--- begin Material provided ---

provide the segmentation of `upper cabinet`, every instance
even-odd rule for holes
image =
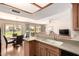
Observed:
[[[79,4],[73,3],[73,29],[79,31]]]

--- end Material provided ---

Switch "upper cabinet" to "wall cabinet" throughout the material above and reproduce it with nothing else altered. Omit the picture from your reproduction.

Correct result:
provide the segmentation of `wall cabinet`, every instance
even-odd rule for holes
image =
Observed:
[[[79,4],[73,3],[73,29],[79,31]]]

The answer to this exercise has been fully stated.